======== QUOTED PASSAGE

Dilbert's Ancestor?...

Accurate, Funny, and informative. This book captures the real (and not so real) world of government and other large projects spot on. Having been on both sides (NASA and contractor), there be truth in this wit. Enjoy. To be appreciated, best read while sitting on a $600 toilet seat.

Enlightening and entertaining

I would not have ever expected to find myself laughing out loud, nor even smiling often while reading a book that discusses government projects and corporations who contract them. Norman Augustine provides a clear and critical insight into the corporate-government affairs world with just enough graphs and charts to make it comprehensible yet not overbearing. I found it as light reading - which is a virtue on it's own when reading about such complex a subject.

Augustine's Laws is simply a must have, must read!

Norm Augustine has captured the government defense aerospace industry "sprawling on a pin" for dissection. In one particularly humorous bit he points out that just when the aerospace industry's trend to more and more expensive combat aircraft looked like it might be stalled since adding weight is anathema to aircraft -- along came something expensive and weightless to fill the gap -- software! This is one terrific book! Just the figure showing there is no correlation between what executives are paid and the performance of their companies is worth the price of admission.

Required reading for anyone in the aerospace business

Norman Augustine wrote "Augustine's Laws" in his position as president and Chief Operating Officer of Martin Marietta Corporation (since merged into Lockheed Martin.) This book should be required reading for anyone accepting a job anywhere in the aerospace industry. Augustine follows the declining fortunes of the fictional Daedalus Model Airplane Company as key projects meet every obstacle and disaster business can devise. He sums up his findings in fifty-two witty laws, such as number XXVI, "If a sufficient number of management layers are superimposed on top of each other, it can be assured that disaster is not left to chance." He comments on the thickness of proposals (one millimeter per $ million contract value), the number of briefings required to keep a multi-year program funded (approximately one year's worth of work per year), and the odds of getting anything approved (a "yes" is a succession of "non-no's.") This book is the aerospace industry in a nutshell. It's funny, tragic, and absolutely dead-on. Read it if you're a taxpayer, a jobholder, or a person who likes a great read.

================

◆ TASK TO CARRY OUT: Repeat word for word the part of the reviews of Augustine's Laws above that runs from "Dilbert's Ancestor?..." up to and including "complex a subject.".

======== DATASET EXCERPTS

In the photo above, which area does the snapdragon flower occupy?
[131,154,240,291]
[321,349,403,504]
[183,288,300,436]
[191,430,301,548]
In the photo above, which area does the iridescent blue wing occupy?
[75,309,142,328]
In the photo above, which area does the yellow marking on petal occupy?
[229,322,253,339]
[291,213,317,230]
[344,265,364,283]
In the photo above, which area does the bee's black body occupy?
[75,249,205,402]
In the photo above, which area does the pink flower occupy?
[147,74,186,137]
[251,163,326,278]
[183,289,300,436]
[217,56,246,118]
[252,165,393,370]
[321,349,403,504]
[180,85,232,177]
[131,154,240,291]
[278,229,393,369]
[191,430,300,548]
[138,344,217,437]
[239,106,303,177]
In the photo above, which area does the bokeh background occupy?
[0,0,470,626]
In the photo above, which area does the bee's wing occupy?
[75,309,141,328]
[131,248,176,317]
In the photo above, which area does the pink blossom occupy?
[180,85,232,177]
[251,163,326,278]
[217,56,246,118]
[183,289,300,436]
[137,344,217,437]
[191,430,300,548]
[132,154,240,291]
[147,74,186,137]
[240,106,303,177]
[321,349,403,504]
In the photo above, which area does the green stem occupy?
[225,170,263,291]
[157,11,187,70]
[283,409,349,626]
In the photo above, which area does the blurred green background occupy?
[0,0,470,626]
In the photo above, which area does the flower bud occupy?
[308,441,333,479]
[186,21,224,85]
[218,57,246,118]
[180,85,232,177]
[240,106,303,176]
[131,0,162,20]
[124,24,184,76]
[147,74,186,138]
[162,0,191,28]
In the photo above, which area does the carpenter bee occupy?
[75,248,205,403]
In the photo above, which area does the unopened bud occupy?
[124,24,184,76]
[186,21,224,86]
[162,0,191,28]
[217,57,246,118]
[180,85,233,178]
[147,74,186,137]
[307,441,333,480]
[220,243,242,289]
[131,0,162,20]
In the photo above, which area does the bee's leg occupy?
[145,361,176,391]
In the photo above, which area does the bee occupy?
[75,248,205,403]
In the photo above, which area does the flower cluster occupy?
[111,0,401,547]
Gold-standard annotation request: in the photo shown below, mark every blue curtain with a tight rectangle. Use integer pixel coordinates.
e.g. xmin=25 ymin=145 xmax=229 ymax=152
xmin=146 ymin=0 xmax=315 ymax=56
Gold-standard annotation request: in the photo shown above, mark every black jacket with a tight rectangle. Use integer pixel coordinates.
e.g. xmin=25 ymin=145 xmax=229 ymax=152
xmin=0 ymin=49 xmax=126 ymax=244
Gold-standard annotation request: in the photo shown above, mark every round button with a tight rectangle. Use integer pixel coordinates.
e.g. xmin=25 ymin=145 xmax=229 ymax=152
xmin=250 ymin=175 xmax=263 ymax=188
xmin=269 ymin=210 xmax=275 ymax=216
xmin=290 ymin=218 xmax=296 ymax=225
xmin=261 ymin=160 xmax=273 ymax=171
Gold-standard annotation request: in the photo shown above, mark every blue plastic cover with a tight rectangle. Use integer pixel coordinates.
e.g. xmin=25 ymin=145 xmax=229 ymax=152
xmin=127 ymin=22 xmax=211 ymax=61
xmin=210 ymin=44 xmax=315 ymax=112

================

◆ FINAL RESULT:
Dilbert's Ancestor?...

Accurate, Funny, and informative. This book captures the real (and not so real) world of government and other large projects spot on. Having been on both sides (NASA and contractor), there be truth in this wit. Enjoy. To be appreciated, best read while sitting on a $600 toilet seat.

Enlightening and entertaining

I would not have ever expected to find myself laughing out loud, nor even smiling often while reading a book that discusses government projects and corporations who contract them. Norman Augustine provides a clear and critical insight into the corporate-government affairs world with just enough graphs and charts to make it comprehensible yet not overbearing. I found it as light reading - which is a virtue on it's own when reading about such complex a subject.